Stated exercise:
Reproduce word for word the listing below, from the line containing "Each instance of the pale" through the end of the listing, including both of those lines and nothing else.

Provided information:
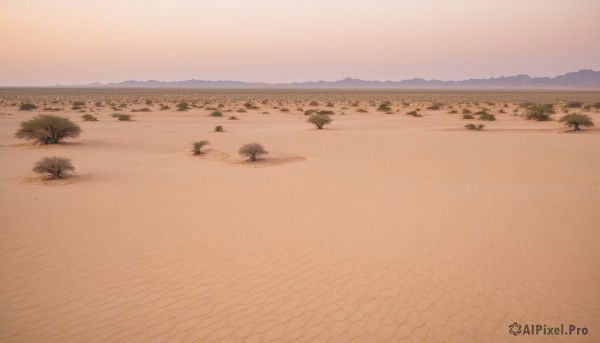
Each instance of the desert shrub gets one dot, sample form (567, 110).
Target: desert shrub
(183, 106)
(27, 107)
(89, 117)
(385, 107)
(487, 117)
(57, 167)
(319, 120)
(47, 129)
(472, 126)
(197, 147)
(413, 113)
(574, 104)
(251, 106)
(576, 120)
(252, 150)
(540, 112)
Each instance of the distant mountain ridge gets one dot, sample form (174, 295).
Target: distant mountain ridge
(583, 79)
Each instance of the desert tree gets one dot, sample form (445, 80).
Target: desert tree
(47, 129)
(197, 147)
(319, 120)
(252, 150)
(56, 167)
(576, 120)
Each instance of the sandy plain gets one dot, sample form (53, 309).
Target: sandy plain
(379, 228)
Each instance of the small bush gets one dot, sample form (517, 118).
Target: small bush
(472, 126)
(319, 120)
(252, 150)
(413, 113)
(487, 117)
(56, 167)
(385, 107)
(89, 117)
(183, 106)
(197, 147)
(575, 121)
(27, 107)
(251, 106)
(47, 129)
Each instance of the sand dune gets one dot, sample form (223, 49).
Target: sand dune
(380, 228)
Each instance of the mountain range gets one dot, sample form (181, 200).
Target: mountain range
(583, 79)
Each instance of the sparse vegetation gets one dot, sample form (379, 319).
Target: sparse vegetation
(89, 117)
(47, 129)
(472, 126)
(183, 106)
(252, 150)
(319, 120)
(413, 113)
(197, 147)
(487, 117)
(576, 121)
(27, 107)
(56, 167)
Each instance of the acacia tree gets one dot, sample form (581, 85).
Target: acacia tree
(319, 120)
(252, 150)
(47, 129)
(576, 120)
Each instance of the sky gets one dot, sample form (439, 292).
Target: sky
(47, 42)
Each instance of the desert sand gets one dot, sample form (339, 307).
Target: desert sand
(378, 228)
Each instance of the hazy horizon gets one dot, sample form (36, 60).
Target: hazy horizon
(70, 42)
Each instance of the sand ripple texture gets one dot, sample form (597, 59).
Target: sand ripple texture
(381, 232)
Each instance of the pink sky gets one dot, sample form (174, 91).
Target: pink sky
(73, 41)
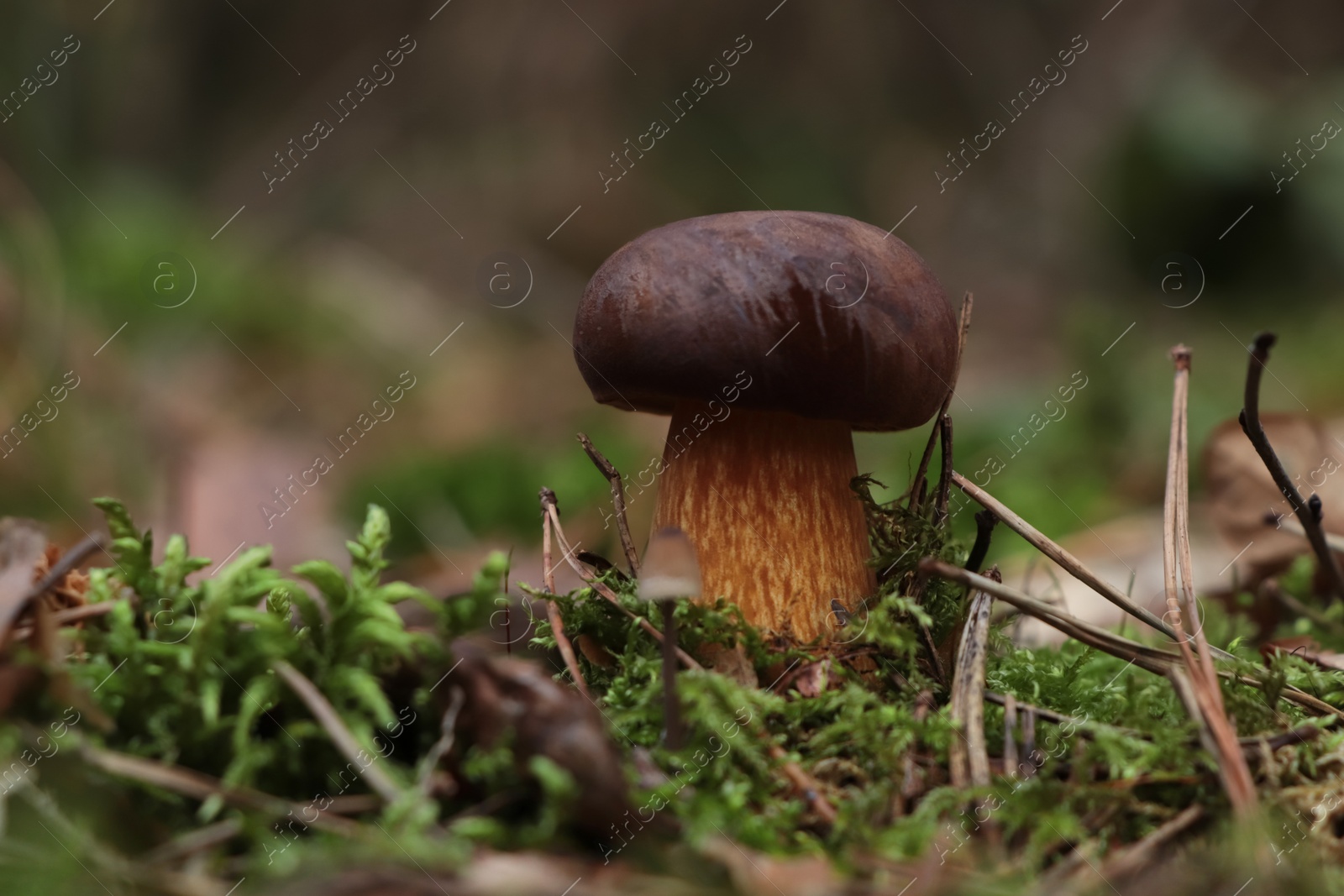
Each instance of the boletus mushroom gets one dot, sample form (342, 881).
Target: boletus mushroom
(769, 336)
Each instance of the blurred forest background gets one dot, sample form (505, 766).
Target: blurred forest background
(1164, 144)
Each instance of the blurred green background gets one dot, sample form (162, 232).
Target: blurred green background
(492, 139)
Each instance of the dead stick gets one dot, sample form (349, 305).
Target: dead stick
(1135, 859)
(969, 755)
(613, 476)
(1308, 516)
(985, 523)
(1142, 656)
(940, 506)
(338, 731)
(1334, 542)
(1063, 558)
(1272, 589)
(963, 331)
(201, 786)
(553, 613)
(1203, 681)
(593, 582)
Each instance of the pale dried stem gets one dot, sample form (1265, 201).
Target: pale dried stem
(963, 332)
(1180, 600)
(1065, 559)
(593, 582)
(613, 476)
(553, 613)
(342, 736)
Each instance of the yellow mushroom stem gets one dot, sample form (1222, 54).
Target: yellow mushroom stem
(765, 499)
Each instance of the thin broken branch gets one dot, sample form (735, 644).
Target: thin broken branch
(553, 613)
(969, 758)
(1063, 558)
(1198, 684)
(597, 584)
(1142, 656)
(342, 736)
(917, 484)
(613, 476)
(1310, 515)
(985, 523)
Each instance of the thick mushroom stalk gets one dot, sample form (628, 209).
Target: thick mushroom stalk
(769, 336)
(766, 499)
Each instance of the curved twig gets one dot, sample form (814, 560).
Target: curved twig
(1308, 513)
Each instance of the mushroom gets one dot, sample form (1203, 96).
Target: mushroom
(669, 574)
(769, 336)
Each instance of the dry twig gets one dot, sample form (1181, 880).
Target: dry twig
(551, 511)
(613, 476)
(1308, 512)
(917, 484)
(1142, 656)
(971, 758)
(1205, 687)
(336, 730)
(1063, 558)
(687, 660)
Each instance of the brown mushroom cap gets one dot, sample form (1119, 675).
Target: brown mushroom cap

Result for this task:
Each instance of the pale dried stem gets one dot, sample form (1265, 201).
Target: pale dried stem
(963, 332)
(1180, 600)
(1065, 559)
(593, 582)
(613, 476)
(553, 613)
(342, 736)
Each instance of the yellow mushroom stem gets one dot, sample form (1222, 54).
Target: yellow mushroom stem
(765, 499)
Each instance of the thin broken branch gets one dot, sample form (735, 644).
Target: thin broken branch
(553, 613)
(969, 758)
(1063, 558)
(1198, 684)
(597, 584)
(1142, 656)
(342, 736)
(917, 484)
(613, 476)
(1310, 515)
(985, 523)
Each instance of the thick mushroom stalk gets one dot, sample form (628, 209).
Target: thick mushroom stalk
(769, 336)
(766, 499)
Each instance of the curved twig gets one dot, sample form (814, 560).
Target: curved twig
(1308, 513)
Each instance of the mushroom gets one dot, sample form (1203, 96).
Target: mushroom
(669, 574)
(769, 336)
Each instance of the dry twig gets one dot, sample form (1181, 880).
Target: dry twig
(551, 511)
(613, 476)
(1308, 512)
(917, 484)
(1142, 656)
(971, 758)
(1205, 687)
(336, 730)
(1063, 558)
(687, 660)
Each instance of the brown mushroom cap gets one dot, sample form (1119, 675).
Target: brown mushroom cap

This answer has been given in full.